Task instructions »
Return every line in the records below that contains the word "written".

Data lines »

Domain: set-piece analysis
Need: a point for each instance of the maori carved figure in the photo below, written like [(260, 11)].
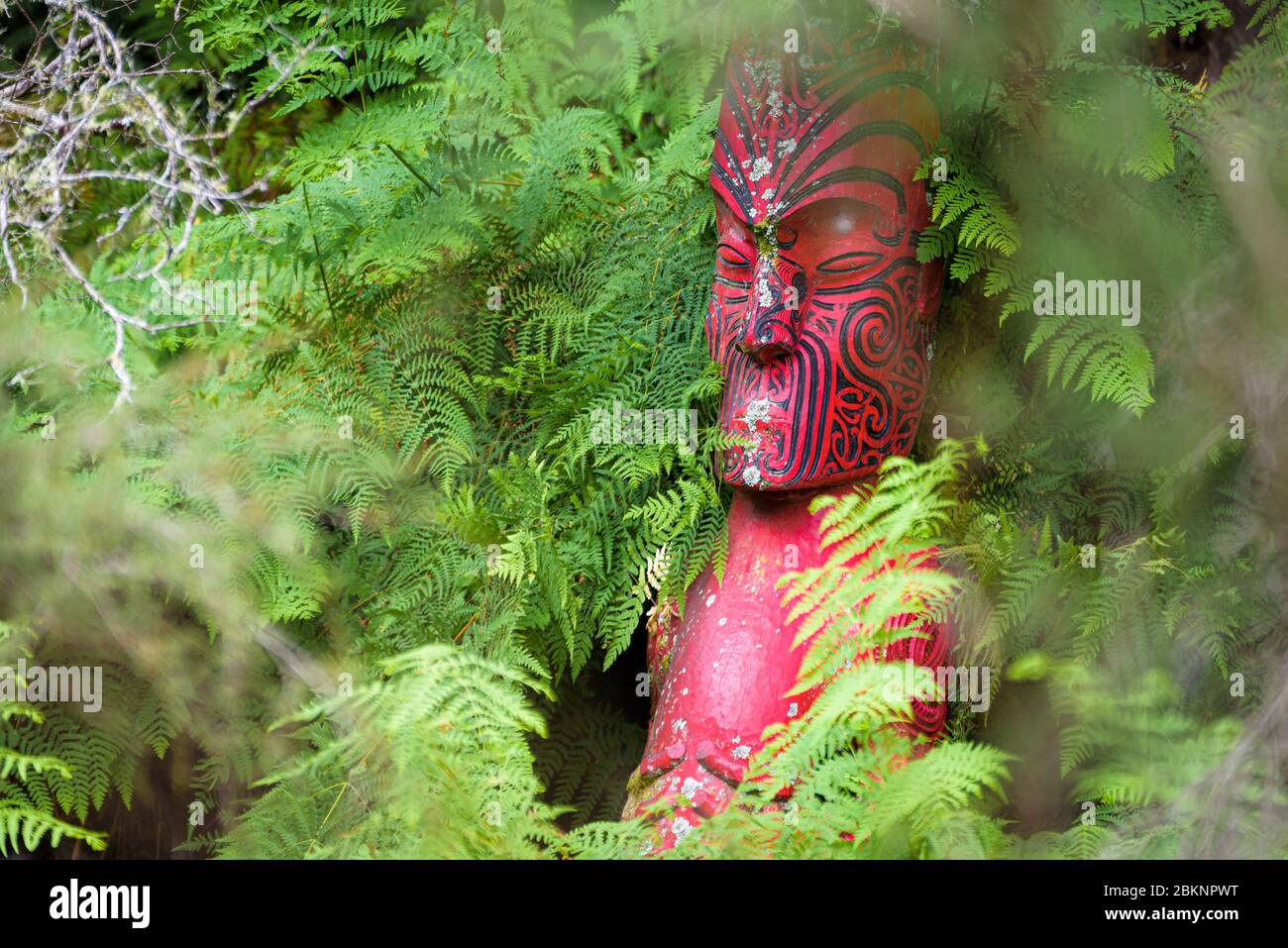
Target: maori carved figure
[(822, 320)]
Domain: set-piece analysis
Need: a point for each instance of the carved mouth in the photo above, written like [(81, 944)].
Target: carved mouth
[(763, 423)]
==
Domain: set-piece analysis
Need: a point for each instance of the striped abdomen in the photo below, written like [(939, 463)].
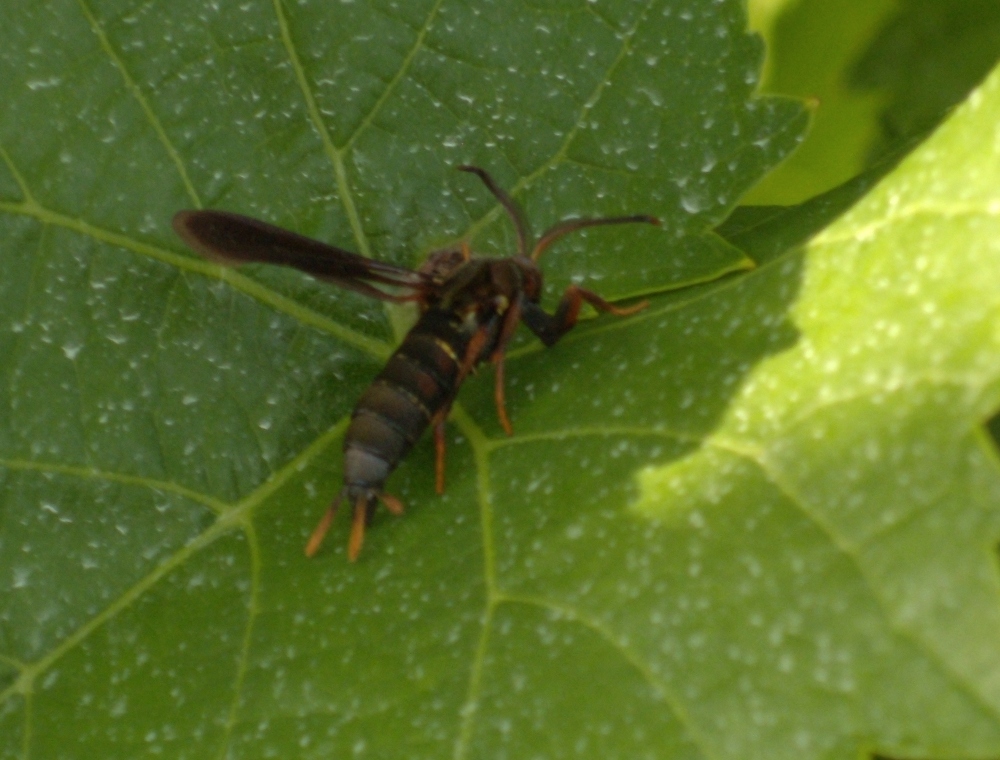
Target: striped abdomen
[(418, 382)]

The reply »
Need: a point for each instance of the maori carved figure in the photo below, written like [(260, 11)].
Need: a point for each instance of the carved mouth in the photo above, written like [(81, 944)].
Need: a point for each instance of the striped abdomen in the photo below, written like [(939, 463)].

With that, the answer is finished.